INSTRUÇÕES DO EXERCÍCIO → Transcreva do acórdão sobre o crime de desobediência o trecho que começa em "I – Relatório." e segue até "do Código Penal.".

EXCERTO DO DOCUMENTO →
Acórdão nº 2158/08.1 TALRA.C1 de Court of Appeal of Coimbra (Portugal), 25 de Novembro de 2009

Magistrado ResponsávelBR
Data da Resolução25 de Novembro de 2009
EmissorCourt of Appeal of Coimbra (Portugal)

I – Relatório.

1.1.

F… com os demais sinais nos autos, foi submetido a julgamento porquanto alegadamente incurso, segundo acusação deduzida pelo Ministério Público, na prática de factualidade consubstanciadora da autoria material consumada de um crime de desobediência, previsto e punido pelo artigo 348.º, n.º 1, alínea b), do Código Penal.

Findo tal contraditório, acabou condenado enquanto agente do ilícito assacado, na pena de 80 dias de multa, á taxa diária de € 4,00, ou seja, na multa global de € 320,00.

1.2. Não conformado com o sancionamento assim decretado, recorre o arguido, extraindo da motivação apresentada as conclusões seguintes: 1.2.1. Na sentença proferida, o M.mo Juiz a quo, por entender que os factos aí considerados provados sob os pontos 1 a 5, preenchem os elementos objectivos e subjectivos do tipo legal do crime de desobediência [dito artigo 348.º, n.º 1, alínea b)], e, porque não ocorria qualquer causa de exclusão da ilicitude ou da culpa, sancionou penalmente o recorrente.

1.2.2. De acordo com a matéria fáctica considerada assente, o arguido consciente e intencionalmente, tendo sido notificado, na sua própria pessoa, para, no, prazo de dez dias, após trânsito em julgado da sentença, entregar a carta de condução na secretaria do Tribunal sindicado, na DGV ou em qualquer posto policial, sob pena de não o fazendo, incorrer na prática de um crime de desobediência, não a entregou nesse prazo, nem posteriormente, pelo que o título de condução veio a ser-lhe apreendido no dia 14.10.2008.

1.2.3. Assim, seja qual for a interpretação que possa fazer-se do mencionado normativo, a conduta do arguido não preenche indubitavelmente quer o elemento objectivo, quer o elemento subjectivo do tipo legal de crime de desobediência.

LINHAS DE DADOS →
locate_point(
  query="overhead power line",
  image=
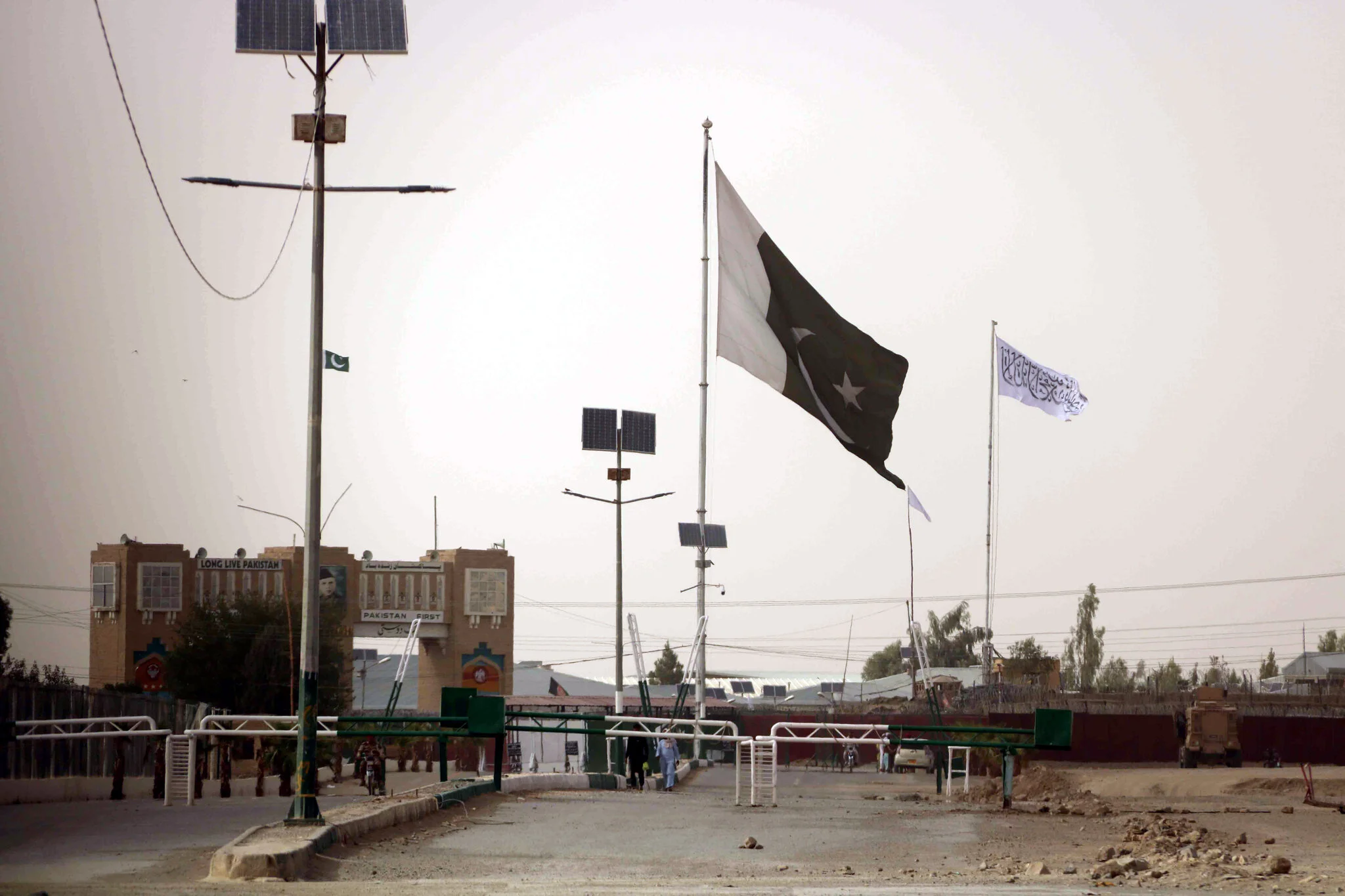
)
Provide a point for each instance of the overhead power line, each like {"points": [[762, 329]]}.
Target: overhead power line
{"points": [[1069, 593], [159, 196]]}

RESULTADO DO EXERCÍCIO →
I – Relatório.

1.1.

F… com os demais sinais nos autos, foi submetido a julgamento porquanto alegadamente incurso, segundo acusação deduzida pelo Ministério Público, na prática de factualidade consubstanciadora da autoria material consumada de um crime de desobediência, previsto e punido pelo artigo 348.º, n.º 1, alínea b), do Código Penal.